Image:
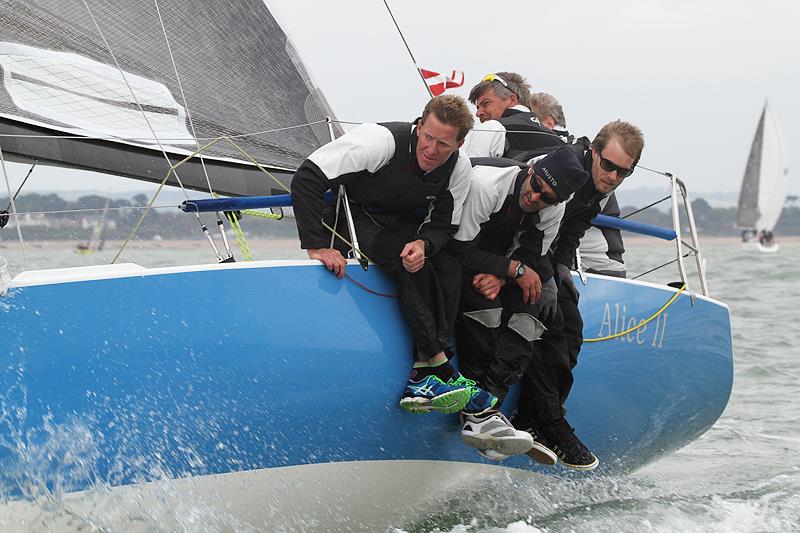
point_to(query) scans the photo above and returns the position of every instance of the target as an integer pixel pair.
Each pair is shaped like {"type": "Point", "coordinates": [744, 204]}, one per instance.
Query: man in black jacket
{"type": "Point", "coordinates": [510, 218]}
{"type": "Point", "coordinates": [508, 127]}
{"type": "Point", "coordinates": [610, 158]}
{"type": "Point", "coordinates": [391, 171]}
+-------+
Reproduce every row above verbatim, omitting the pictures.

Image:
point_to(query) scans the photo above and returns the position of every instance of the target as an integer pixel pair.
Each pair is shaped like {"type": "Point", "coordinates": [744, 204]}, one per instance.
Query: man in black jacket
{"type": "Point", "coordinates": [510, 218]}
{"type": "Point", "coordinates": [508, 127]}
{"type": "Point", "coordinates": [610, 158]}
{"type": "Point", "coordinates": [391, 171]}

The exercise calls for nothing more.